(About this task): Look in the material below for the line holding "TARGET = evergreen tree". Set it down exactly, with each later line up to and including the line holding "TARGET = metal pole".

(The records):
****************************************
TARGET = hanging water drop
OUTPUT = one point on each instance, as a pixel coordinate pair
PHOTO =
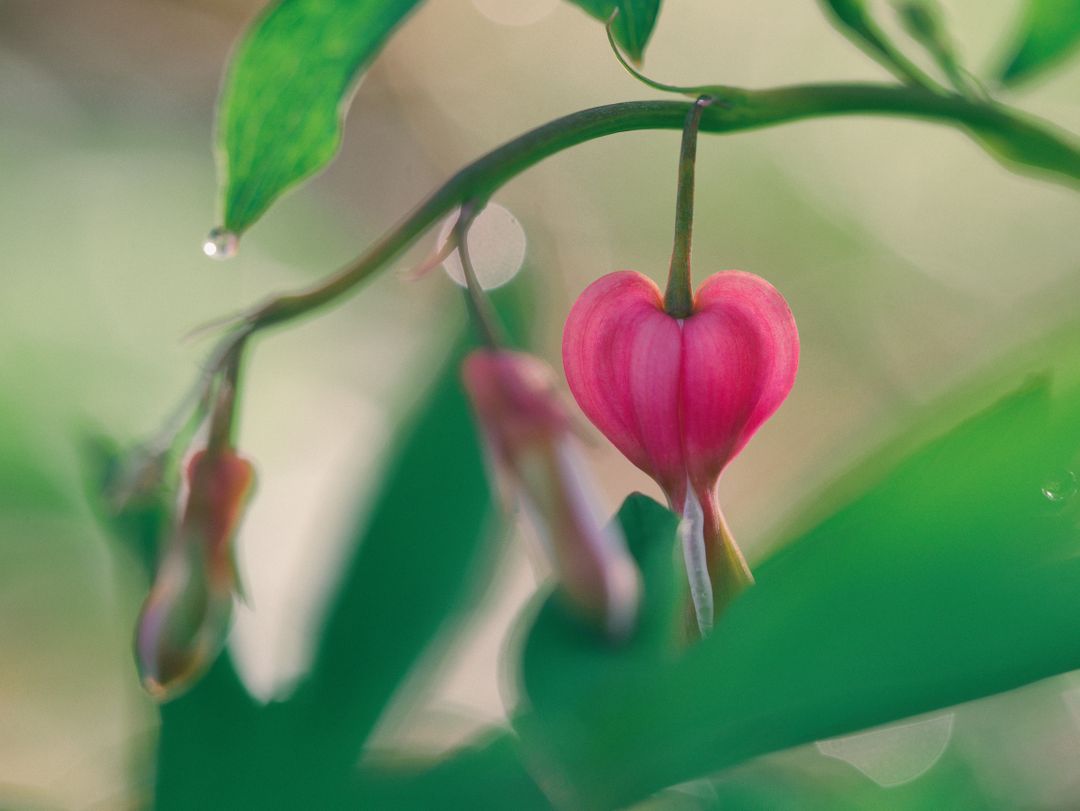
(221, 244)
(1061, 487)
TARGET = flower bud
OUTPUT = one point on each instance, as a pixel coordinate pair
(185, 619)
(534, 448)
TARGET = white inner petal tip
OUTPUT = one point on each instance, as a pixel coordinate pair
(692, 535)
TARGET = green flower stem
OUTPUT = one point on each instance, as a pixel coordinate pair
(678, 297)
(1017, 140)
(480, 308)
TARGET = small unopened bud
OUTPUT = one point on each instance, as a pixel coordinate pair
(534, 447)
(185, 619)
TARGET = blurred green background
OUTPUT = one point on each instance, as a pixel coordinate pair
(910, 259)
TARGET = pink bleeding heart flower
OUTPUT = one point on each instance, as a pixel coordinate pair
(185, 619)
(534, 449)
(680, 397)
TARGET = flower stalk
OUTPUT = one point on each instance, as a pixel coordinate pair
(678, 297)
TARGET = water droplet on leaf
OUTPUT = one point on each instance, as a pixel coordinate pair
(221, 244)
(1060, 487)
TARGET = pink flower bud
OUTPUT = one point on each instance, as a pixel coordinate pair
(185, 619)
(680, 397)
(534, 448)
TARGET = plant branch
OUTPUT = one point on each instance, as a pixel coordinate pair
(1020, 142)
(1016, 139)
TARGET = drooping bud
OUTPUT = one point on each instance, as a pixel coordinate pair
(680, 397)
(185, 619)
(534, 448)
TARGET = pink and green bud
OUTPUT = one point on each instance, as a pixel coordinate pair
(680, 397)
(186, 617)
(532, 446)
****************************************
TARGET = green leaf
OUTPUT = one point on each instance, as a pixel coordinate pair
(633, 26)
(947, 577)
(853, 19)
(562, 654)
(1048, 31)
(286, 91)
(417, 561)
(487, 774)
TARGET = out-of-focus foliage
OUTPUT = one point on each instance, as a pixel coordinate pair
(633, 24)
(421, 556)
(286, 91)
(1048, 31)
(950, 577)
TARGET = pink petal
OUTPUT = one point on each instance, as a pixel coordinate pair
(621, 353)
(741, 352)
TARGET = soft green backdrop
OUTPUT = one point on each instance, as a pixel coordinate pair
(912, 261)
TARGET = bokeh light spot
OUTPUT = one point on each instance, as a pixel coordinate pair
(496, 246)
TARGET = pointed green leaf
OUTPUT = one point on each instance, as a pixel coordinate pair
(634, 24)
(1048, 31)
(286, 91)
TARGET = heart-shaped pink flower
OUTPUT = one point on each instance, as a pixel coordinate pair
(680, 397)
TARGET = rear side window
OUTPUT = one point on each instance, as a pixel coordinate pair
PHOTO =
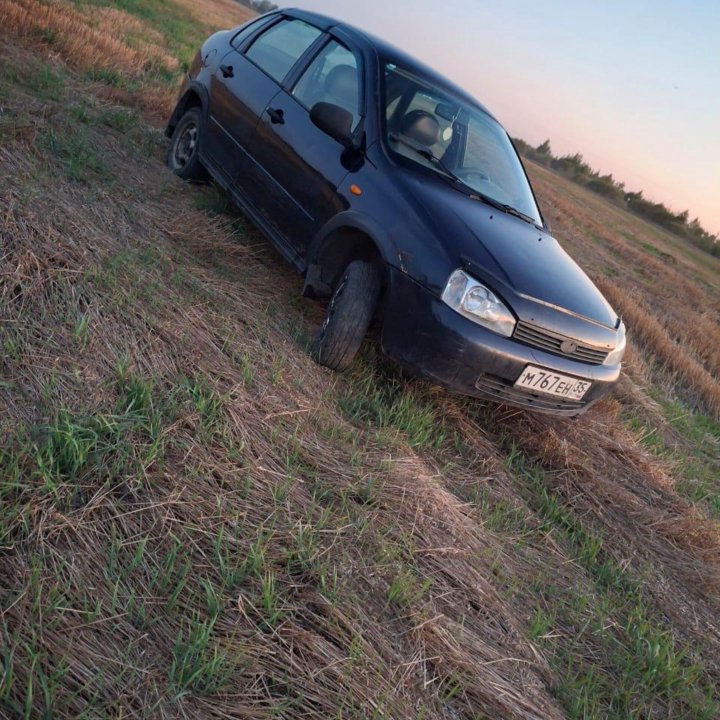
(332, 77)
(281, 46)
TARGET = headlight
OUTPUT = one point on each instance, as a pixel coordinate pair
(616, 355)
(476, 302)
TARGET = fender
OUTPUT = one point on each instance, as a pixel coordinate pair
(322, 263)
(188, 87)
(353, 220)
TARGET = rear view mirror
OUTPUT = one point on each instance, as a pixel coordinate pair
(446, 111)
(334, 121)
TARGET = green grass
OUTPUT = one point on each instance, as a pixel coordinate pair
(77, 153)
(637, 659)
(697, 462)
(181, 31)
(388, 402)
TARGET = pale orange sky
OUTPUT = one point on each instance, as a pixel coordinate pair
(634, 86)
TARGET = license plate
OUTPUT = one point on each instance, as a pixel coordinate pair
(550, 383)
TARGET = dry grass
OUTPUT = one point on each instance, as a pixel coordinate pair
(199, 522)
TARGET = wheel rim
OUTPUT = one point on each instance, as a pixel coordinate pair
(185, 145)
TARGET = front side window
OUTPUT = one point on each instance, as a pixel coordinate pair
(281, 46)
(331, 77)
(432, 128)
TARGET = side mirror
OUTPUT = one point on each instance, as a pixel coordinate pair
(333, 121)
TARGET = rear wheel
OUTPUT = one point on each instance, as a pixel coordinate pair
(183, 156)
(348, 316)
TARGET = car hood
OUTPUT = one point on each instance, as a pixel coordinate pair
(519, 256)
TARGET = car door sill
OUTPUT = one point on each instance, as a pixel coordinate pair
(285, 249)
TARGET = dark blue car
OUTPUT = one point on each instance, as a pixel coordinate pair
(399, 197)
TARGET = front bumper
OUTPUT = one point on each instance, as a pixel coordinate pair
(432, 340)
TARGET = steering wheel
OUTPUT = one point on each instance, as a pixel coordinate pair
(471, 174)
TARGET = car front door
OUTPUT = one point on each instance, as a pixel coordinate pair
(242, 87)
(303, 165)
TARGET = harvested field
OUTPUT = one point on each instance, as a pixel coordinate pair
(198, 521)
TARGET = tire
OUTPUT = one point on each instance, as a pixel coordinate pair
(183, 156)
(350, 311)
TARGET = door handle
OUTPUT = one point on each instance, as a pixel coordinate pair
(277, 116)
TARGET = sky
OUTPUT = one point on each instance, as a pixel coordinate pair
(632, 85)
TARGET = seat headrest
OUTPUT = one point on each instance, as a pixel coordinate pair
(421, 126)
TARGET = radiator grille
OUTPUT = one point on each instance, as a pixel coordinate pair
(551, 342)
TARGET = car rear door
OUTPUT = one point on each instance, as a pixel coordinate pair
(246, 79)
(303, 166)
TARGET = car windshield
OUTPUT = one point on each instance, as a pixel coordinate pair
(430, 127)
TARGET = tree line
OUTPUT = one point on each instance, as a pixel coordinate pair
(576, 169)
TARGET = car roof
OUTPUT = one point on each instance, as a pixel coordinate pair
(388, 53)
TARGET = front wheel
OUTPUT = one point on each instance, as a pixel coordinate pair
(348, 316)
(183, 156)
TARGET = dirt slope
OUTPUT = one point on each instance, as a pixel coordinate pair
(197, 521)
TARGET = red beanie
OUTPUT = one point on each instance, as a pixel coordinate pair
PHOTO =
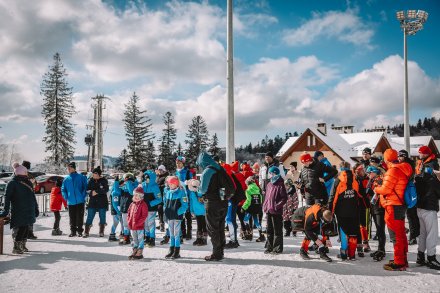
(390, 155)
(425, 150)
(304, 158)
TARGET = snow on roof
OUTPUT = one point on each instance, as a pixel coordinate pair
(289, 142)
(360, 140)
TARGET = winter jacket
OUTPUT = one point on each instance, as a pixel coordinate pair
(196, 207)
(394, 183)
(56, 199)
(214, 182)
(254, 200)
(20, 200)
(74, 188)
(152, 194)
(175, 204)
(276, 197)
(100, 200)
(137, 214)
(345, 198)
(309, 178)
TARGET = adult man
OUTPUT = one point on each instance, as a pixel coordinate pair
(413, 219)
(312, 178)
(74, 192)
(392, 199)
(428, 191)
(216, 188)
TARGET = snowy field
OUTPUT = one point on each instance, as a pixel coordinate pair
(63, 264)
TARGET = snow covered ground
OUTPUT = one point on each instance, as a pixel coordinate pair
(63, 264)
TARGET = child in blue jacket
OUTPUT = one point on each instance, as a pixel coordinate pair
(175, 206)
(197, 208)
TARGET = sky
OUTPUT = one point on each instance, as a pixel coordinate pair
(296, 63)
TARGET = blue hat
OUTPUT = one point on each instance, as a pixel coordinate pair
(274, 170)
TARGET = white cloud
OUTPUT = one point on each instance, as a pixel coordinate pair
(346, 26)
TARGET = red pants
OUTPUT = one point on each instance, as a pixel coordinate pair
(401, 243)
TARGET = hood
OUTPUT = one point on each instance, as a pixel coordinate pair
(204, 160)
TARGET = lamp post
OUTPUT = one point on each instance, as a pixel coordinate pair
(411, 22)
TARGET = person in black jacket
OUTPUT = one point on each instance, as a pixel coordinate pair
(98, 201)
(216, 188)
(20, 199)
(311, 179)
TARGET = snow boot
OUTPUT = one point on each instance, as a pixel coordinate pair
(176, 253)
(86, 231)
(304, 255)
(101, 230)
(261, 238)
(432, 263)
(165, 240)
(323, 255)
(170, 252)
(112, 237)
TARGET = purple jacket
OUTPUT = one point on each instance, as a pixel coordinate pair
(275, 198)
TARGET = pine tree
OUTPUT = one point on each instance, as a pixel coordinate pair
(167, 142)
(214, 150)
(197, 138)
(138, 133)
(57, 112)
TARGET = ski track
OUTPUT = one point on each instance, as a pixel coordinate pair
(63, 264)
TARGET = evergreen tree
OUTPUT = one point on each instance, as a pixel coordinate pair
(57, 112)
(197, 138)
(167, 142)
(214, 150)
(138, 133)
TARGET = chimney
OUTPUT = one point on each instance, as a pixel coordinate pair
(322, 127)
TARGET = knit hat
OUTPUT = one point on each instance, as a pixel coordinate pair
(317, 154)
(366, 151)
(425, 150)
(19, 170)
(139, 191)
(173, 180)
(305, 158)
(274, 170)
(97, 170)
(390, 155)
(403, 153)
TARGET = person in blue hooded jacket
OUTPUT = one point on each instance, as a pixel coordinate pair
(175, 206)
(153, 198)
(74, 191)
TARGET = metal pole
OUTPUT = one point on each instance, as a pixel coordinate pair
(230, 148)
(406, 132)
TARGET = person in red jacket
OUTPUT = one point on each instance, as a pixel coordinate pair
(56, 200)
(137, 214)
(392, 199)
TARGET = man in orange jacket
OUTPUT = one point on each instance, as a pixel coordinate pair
****************************************
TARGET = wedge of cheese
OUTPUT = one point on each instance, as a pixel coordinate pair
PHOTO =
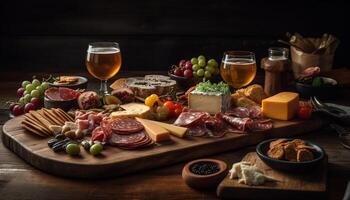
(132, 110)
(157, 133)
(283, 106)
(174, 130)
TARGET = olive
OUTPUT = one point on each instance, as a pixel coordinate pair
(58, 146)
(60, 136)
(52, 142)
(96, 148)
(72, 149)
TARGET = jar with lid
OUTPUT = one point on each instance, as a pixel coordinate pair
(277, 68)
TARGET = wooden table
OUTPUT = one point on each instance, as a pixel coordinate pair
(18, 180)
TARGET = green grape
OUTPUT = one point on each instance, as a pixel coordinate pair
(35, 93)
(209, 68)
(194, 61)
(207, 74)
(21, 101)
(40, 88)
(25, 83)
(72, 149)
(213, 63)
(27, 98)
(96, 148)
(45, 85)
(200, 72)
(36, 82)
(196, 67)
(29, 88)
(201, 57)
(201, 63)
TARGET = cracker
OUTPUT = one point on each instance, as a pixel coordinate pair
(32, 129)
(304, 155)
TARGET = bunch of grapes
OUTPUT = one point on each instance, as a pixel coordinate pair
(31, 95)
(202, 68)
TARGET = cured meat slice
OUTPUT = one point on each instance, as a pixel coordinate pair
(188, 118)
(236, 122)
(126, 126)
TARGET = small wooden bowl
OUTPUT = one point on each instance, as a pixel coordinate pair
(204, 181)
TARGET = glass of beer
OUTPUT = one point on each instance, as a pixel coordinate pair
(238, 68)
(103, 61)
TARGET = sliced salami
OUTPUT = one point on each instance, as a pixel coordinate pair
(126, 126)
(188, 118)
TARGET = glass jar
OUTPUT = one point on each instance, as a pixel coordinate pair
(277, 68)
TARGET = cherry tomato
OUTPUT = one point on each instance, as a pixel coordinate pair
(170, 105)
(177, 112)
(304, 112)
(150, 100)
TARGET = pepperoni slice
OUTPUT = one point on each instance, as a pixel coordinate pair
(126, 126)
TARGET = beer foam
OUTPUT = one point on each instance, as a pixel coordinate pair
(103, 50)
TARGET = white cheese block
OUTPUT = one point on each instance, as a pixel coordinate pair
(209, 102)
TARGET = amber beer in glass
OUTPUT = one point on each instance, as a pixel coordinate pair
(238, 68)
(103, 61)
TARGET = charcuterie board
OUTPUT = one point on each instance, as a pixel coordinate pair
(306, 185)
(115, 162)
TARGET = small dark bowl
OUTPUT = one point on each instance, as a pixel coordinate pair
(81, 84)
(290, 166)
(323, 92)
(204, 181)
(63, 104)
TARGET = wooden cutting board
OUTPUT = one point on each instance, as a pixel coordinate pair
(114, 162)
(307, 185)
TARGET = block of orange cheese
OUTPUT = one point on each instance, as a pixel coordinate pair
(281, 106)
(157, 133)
****************************************
(Response to the exercise):
TARGET = evergreen tree
OUTPUT = one point on each instance, as a pixel coordinate pair
(57, 112)
(197, 138)
(167, 142)
(214, 150)
(138, 133)
TARGET = chimney
OUTPUT = one point on each instance, as a pixel coordinate pair
(322, 127)
TARGET = knit hat
OUTPUT = one point on each instance, as a pixel coordinate pair
(317, 154)
(366, 151)
(425, 150)
(19, 170)
(139, 191)
(173, 180)
(305, 158)
(274, 170)
(97, 170)
(390, 155)
(403, 153)
TARGET = person in blue hooded jacket
OUTPUT = one point on each instance, as a pixel coordinate pair
(175, 206)
(153, 198)
(74, 191)
TARGET = metal pole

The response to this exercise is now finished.